RECORD EXCERPTS:

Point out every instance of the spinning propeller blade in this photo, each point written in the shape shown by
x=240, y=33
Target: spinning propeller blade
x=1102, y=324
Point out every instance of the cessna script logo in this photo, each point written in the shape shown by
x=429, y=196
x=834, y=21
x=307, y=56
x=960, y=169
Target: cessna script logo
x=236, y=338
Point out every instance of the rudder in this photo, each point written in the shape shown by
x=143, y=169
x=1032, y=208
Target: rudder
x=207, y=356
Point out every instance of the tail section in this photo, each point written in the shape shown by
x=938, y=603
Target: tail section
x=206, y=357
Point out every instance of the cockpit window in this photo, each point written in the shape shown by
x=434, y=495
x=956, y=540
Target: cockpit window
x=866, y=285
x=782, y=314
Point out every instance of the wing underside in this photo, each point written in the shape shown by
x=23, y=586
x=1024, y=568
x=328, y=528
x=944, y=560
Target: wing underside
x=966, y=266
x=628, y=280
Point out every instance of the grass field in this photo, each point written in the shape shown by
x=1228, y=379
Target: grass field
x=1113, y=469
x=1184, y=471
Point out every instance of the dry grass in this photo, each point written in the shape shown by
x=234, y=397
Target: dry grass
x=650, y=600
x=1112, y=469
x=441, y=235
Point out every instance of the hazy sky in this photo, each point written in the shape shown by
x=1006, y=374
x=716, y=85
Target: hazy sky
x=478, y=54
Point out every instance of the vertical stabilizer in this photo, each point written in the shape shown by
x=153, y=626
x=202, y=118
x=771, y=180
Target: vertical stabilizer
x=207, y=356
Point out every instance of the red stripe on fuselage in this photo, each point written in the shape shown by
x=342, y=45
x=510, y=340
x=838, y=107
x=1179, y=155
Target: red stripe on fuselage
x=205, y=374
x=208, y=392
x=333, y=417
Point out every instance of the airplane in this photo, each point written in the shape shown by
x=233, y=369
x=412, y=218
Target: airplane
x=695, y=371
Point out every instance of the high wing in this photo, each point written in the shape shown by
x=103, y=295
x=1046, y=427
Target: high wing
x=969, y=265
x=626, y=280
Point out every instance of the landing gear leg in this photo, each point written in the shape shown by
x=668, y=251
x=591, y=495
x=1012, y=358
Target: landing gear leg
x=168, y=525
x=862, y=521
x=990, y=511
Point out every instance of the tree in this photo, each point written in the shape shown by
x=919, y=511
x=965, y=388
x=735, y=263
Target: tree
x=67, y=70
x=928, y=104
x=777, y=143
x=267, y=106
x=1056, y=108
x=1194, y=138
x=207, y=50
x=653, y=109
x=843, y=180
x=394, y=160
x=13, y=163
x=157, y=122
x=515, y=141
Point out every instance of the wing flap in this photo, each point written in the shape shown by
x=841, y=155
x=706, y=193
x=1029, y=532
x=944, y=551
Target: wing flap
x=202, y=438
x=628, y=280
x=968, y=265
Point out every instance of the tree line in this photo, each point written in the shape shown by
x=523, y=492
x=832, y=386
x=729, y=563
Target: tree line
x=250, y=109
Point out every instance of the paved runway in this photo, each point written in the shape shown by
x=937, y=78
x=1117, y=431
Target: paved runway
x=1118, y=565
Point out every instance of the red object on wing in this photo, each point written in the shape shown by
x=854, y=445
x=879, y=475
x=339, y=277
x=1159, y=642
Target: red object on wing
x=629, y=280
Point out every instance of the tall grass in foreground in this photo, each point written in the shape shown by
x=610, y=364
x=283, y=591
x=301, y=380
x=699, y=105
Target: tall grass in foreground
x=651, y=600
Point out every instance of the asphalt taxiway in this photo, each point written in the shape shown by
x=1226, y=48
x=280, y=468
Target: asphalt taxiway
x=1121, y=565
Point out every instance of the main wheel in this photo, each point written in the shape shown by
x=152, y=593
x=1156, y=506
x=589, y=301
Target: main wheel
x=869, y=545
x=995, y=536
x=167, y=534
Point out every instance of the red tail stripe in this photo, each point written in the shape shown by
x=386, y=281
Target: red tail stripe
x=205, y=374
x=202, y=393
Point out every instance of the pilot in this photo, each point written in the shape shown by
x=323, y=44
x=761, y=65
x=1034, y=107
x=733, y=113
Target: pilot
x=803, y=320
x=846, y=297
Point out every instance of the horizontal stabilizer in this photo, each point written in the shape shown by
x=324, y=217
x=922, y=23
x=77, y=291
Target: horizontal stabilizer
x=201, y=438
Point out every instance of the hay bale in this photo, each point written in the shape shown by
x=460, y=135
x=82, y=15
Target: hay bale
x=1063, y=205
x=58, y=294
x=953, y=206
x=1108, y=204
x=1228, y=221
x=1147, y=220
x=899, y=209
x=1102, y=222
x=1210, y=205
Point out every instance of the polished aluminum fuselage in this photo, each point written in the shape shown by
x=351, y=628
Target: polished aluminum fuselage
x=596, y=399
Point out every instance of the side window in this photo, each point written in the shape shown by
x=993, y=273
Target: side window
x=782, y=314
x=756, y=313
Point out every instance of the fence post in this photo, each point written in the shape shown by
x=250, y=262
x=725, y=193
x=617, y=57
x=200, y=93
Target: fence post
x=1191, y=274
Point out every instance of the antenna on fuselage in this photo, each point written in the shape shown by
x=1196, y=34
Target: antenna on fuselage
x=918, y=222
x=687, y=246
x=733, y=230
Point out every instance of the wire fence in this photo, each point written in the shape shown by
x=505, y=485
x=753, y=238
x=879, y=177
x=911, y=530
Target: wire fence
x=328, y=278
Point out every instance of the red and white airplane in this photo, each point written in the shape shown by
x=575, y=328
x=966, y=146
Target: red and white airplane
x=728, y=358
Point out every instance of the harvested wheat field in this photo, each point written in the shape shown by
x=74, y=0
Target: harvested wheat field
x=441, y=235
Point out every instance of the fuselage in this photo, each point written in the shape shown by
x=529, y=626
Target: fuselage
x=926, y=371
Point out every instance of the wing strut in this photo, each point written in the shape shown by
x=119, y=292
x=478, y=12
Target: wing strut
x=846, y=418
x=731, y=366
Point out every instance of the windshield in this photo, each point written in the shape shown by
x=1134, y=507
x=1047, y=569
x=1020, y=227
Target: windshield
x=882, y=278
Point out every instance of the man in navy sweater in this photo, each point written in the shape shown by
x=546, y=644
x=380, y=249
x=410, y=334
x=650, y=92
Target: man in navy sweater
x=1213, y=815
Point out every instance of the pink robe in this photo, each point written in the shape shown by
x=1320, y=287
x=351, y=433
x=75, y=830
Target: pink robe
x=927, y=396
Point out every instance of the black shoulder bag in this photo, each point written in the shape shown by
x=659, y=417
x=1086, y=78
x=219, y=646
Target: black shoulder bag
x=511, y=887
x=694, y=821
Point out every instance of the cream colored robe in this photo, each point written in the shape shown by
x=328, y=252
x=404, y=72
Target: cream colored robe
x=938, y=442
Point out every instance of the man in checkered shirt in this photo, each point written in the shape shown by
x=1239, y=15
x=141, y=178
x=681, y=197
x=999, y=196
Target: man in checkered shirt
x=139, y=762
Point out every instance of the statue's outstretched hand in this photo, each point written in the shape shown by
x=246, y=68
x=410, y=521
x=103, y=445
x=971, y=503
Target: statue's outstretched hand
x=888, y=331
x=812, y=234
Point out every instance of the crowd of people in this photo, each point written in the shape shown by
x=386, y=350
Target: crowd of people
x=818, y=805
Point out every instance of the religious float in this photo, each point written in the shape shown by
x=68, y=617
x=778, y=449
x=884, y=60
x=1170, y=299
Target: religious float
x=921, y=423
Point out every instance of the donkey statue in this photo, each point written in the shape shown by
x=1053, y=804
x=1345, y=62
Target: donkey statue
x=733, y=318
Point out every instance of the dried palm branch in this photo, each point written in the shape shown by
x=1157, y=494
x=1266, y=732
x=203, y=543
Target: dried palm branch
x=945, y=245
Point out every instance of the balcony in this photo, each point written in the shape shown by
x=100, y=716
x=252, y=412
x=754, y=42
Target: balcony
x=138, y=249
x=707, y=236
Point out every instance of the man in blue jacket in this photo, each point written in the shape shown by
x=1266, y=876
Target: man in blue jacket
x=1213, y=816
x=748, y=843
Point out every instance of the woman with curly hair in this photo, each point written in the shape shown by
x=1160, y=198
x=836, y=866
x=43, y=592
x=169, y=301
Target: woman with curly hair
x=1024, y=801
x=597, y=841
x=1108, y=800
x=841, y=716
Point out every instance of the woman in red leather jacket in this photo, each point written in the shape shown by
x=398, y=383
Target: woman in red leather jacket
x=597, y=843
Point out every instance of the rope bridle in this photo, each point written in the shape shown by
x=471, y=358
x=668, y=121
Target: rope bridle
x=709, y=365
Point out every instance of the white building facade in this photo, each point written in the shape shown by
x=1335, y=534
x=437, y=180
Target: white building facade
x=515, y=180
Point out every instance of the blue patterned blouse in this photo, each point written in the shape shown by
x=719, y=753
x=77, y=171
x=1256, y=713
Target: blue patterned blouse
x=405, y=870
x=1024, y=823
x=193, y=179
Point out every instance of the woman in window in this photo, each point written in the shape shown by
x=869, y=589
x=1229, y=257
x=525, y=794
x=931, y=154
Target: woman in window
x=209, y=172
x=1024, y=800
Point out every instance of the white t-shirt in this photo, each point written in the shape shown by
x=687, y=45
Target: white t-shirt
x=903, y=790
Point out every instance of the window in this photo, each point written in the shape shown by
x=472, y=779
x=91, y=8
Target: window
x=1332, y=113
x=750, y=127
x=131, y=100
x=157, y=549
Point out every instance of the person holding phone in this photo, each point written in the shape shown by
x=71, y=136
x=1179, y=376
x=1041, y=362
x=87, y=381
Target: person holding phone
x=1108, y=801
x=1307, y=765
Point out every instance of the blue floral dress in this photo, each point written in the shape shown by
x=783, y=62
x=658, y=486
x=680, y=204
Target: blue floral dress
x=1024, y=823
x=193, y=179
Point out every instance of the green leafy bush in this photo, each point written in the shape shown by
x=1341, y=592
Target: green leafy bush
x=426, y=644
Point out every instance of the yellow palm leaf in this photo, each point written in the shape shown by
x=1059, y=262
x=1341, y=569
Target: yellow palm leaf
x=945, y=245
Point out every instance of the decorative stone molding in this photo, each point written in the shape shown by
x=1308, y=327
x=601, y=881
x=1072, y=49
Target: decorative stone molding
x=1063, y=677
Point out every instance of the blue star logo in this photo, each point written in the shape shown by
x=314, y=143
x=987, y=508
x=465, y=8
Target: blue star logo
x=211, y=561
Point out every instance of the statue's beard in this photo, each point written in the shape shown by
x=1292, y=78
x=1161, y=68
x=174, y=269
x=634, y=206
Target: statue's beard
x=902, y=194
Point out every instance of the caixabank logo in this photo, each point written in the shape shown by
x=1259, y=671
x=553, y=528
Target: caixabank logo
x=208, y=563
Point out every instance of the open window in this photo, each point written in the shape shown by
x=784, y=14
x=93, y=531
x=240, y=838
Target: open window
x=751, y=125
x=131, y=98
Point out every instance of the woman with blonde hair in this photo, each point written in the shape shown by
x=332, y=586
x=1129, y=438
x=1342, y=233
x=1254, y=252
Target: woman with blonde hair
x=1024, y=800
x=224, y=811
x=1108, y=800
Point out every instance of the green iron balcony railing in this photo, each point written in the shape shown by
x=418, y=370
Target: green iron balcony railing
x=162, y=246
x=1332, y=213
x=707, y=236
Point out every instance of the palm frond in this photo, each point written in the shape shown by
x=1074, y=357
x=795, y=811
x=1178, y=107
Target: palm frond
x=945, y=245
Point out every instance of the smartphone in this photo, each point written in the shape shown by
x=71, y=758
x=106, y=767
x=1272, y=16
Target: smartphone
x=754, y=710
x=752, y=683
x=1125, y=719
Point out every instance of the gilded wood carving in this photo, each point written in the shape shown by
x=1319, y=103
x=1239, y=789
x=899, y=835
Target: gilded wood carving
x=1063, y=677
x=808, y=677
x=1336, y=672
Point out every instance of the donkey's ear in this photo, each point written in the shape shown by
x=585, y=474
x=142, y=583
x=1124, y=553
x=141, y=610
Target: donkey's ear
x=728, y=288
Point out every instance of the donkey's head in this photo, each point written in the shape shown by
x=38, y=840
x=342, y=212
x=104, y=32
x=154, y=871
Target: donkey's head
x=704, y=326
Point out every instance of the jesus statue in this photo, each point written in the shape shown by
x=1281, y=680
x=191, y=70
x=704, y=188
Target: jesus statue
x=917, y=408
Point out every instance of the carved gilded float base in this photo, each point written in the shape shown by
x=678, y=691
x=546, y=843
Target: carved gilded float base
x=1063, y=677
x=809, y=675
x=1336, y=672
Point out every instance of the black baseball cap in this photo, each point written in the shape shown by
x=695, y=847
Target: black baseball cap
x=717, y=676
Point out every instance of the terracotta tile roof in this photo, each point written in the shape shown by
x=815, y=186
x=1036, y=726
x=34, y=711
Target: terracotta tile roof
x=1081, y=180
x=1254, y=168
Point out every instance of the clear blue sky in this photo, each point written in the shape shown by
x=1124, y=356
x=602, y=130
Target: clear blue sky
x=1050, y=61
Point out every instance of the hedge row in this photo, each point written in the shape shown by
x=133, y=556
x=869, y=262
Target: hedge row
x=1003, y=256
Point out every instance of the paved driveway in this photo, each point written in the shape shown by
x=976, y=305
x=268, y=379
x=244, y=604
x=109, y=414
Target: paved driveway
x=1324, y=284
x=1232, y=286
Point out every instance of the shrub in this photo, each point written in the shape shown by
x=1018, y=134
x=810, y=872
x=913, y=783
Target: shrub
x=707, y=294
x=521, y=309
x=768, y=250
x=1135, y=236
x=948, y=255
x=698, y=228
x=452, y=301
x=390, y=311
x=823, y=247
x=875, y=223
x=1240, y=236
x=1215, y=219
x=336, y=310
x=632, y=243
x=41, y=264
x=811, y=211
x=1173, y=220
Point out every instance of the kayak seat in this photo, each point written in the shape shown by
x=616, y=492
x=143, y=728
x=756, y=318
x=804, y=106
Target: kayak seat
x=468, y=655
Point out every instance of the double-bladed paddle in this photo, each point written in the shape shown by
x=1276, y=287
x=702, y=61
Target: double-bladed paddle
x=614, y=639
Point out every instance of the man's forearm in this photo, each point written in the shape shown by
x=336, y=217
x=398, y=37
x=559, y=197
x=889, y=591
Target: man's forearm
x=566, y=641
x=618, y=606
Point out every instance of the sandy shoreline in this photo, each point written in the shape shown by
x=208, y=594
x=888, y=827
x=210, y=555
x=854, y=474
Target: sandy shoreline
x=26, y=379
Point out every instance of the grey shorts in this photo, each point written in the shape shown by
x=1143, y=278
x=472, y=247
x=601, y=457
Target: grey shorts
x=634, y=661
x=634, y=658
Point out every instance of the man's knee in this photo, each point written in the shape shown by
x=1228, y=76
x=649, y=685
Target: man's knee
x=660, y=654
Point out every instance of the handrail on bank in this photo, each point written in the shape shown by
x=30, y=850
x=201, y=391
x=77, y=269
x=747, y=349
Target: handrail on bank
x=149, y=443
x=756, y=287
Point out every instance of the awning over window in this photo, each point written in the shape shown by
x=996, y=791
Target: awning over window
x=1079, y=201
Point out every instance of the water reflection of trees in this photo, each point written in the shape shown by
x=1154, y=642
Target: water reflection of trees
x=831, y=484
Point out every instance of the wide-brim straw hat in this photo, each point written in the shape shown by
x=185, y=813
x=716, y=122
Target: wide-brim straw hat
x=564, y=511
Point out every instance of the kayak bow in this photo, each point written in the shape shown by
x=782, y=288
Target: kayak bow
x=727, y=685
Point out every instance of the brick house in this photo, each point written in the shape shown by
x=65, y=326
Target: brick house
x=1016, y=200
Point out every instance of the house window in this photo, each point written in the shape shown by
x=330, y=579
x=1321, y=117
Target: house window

DO THIS: Could you give again exactly the lines from the line containing "Point out every instance of the handrail" through the final line of the data above, and no others?

CORRECT OUTPUT:
Point out every instance of the handrail on bank in this photo, each point written in the shape shown by
x=30, y=850
x=201, y=391
x=77, y=269
x=747, y=349
Target: handrail on bank
x=149, y=443
x=756, y=287
Point out every instance of the awning over window in this photo, each point written in the shape shown by
x=996, y=791
Target: awning over window
x=1079, y=201
Point out every instance of the water reflection of trees in this photo, each point written in the shape shown by
x=1154, y=642
Target: water reflection of trees
x=831, y=484
Point out every instance of the wide-brim straw hat in this photo, each point written in the shape shown by
x=185, y=813
x=716, y=122
Target: wide-brim straw hat
x=564, y=511
Point out every instance of the kayak bow in this photo, each point written in the shape shown by
x=782, y=288
Target: kayak bow
x=727, y=685
Point out every instance of the brick house in this photo, each point written in the shape shown by
x=65, y=326
Target: brick house
x=1016, y=200
Point out every instance of the house window in this photo, each point written in the shape shown by
x=330, y=579
x=1321, y=117
Target: house window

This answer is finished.